Given records →

***

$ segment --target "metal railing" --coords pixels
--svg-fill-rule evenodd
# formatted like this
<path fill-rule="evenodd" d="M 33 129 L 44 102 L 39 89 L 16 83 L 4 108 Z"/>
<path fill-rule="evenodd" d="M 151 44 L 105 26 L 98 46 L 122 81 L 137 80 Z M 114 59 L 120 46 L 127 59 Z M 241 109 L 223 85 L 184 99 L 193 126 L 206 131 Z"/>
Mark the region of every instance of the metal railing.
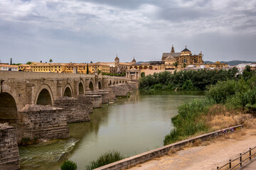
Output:
<path fill-rule="evenodd" d="M 225 164 L 225 165 L 223 165 L 223 166 L 220 166 L 220 167 L 217 166 L 217 169 L 218 169 L 218 170 L 222 169 L 223 169 L 223 168 L 225 167 L 225 169 L 231 170 L 231 169 L 235 169 L 235 168 L 238 167 L 238 166 L 240 166 L 240 167 L 242 167 L 242 164 L 244 162 L 247 161 L 248 159 L 249 159 L 250 161 L 251 161 L 251 160 L 252 160 L 252 157 L 253 157 L 254 156 L 256 155 L 256 152 L 255 152 L 255 153 L 254 153 L 254 154 L 252 154 L 252 151 L 253 149 L 256 149 L 256 147 L 253 147 L 253 148 L 250 148 L 250 149 L 249 149 L 247 152 L 245 152 L 245 153 L 243 153 L 243 154 L 240 154 L 240 157 L 235 158 L 235 159 L 233 159 L 233 160 L 230 159 L 229 162 L 228 162 L 228 163 Z M 256 150 L 256 149 L 255 149 L 255 150 Z M 246 157 L 245 159 L 244 159 L 242 160 L 242 156 L 245 155 L 245 154 L 246 154 L 247 153 L 248 153 L 248 152 L 249 152 L 249 157 Z M 238 164 L 234 164 L 236 160 L 238 160 L 238 159 L 239 159 L 239 162 L 238 162 Z M 233 164 L 232 164 L 232 163 L 233 163 Z M 226 167 L 226 166 L 228 166 L 228 167 Z"/>

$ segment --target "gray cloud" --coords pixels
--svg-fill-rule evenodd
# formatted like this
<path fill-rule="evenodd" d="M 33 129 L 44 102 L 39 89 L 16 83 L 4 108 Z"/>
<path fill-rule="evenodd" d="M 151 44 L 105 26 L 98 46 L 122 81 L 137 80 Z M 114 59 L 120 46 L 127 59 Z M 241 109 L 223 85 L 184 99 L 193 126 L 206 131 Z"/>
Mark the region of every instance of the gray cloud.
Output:
<path fill-rule="evenodd" d="M 118 53 L 122 62 L 148 61 L 174 44 L 206 60 L 252 60 L 255 7 L 253 0 L 1 1 L 0 57 L 110 62 Z"/>

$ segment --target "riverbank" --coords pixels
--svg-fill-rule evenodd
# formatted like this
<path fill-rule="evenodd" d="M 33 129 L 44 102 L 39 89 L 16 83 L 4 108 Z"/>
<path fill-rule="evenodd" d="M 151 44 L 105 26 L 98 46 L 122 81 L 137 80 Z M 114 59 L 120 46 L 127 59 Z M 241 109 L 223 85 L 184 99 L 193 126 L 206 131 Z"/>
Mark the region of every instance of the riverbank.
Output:
<path fill-rule="evenodd" d="M 252 121 L 256 121 L 255 119 Z M 233 134 L 223 135 L 206 142 L 187 145 L 180 150 L 170 150 L 161 157 L 129 169 L 130 170 L 157 169 L 216 169 L 249 149 L 255 147 L 256 125 L 245 128 Z"/>
<path fill-rule="evenodd" d="M 58 169 L 68 152 L 68 159 L 78 164 L 78 170 L 84 170 L 110 149 L 129 157 L 161 147 L 173 128 L 171 118 L 178 113 L 177 106 L 203 95 L 202 91 L 156 91 L 151 95 L 138 91 L 129 98 L 102 104 L 90 114 L 90 122 L 68 124 L 70 140 L 21 147 L 21 169 Z"/>

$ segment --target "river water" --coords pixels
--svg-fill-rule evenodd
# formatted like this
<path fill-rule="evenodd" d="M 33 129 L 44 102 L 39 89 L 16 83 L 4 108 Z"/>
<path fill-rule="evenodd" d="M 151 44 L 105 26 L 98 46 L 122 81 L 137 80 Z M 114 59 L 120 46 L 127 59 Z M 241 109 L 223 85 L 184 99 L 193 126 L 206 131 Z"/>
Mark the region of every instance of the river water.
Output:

***

Short task → Quote all of the rows above verbatim, leaving out the pictures.

Solution →
$ segment --target "metal railing" --coords pixels
--svg-fill-rule evenodd
# formatted like this
<path fill-rule="evenodd" d="M 33 129 L 44 102 L 39 89 L 16 83 L 4 108 Z"/>
<path fill-rule="evenodd" d="M 151 44 L 105 26 L 98 46 L 122 81 L 137 80 Z M 114 59 L 120 46 L 127 59 Z M 241 109 L 223 85 L 184 99 L 193 126 L 206 131 Z"/>
Mark the region of every instance of the metal railing.
Output:
<path fill-rule="evenodd" d="M 225 164 L 225 165 L 223 165 L 223 166 L 220 166 L 220 167 L 217 166 L 217 169 L 218 169 L 218 170 L 222 169 L 223 169 L 223 168 L 225 167 L 225 169 L 231 170 L 231 169 L 235 169 L 235 168 L 238 167 L 238 166 L 240 166 L 240 167 L 242 167 L 242 164 L 244 162 L 247 161 L 248 159 L 249 159 L 250 161 L 251 161 L 251 160 L 252 160 L 252 157 L 253 157 L 254 156 L 256 155 L 256 152 L 255 152 L 255 153 L 254 153 L 254 154 L 252 154 L 252 151 L 253 149 L 256 149 L 256 147 L 253 147 L 253 148 L 250 148 L 250 149 L 249 149 L 247 152 L 245 152 L 245 153 L 243 153 L 243 154 L 240 154 L 240 157 L 235 158 L 235 159 L 233 159 L 233 160 L 230 159 L 229 162 L 228 162 L 228 163 Z M 256 150 L 256 149 L 255 149 L 255 150 Z M 246 157 L 245 159 L 244 159 L 242 160 L 242 156 L 245 155 L 245 154 L 246 154 L 247 153 L 248 153 L 248 152 L 249 152 L 249 157 Z M 238 164 L 234 164 L 236 160 L 238 160 L 238 159 L 239 159 L 239 162 L 238 162 Z M 233 164 L 232 164 L 232 163 L 233 163 Z M 226 167 L 226 166 L 228 166 L 228 167 Z"/>

$ segment --target "gray cloud" --coords pixels
--svg-fill-rule evenodd
# formatted like this
<path fill-rule="evenodd" d="M 33 129 L 44 102 L 39 89 L 16 83 L 4 108 Z"/>
<path fill-rule="evenodd" d="M 151 44 L 105 26 L 98 46 L 122 81 L 137 80 Z M 114 59 L 120 46 L 127 59 Z M 241 109 L 223 85 L 184 99 L 193 126 L 206 131 Z"/>
Mark the region of every instance of the gray cloud.
Output:
<path fill-rule="evenodd" d="M 118 53 L 122 62 L 148 61 L 174 44 L 206 60 L 252 60 L 255 7 L 253 0 L 1 1 L 0 57 L 110 62 Z"/>

$ segment --target "riverbank" --coords pixels
--svg-fill-rule evenodd
# formatted like this
<path fill-rule="evenodd" d="M 33 129 L 44 102 L 39 89 L 16 83 L 4 108 Z"/>
<path fill-rule="evenodd" d="M 151 44 L 105 26 L 98 46 L 122 81 L 137 80 Z M 114 59 L 120 46 L 127 59 Z M 241 109 L 223 85 L 184 99 L 193 126 L 206 131 Z"/>
Mark the region of every instance of the riverbank.
Output:
<path fill-rule="evenodd" d="M 252 121 L 256 121 L 255 119 Z M 233 134 L 223 135 L 206 142 L 187 145 L 180 150 L 170 150 L 161 157 L 129 169 L 130 170 L 157 169 L 216 169 L 249 149 L 255 147 L 256 125 L 245 128 Z"/>
<path fill-rule="evenodd" d="M 58 169 L 68 152 L 68 159 L 78 164 L 78 170 L 84 170 L 110 149 L 129 157 L 161 147 L 173 128 L 171 118 L 178 113 L 177 106 L 203 95 L 202 91 L 156 91 L 151 95 L 138 91 L 129 98 L 102 104 L 90 114 L 90 122 L 68 124 L 70 140 L 21 147 L 21 169 Z"/>

$ segment --target "river water" --coords pixels
--svg-fill-rule evenodd
# formatted like this
<path fill-rule="evenodd" d="M 33 129 L 44 102 L 39 89 L 16 83 L 4 108 Z"/>
<path fill-rule="evenodd" d="M 151 44 L 105 26 L 98 46 L 122 81 L 137 80 Z M 114 59 L 120 46 L 127 59 Z M 241 109 L 223 85 L 184 99 L 193 126 L 206 131 Z"/>
Mark the region of every instance of the river water.
Output:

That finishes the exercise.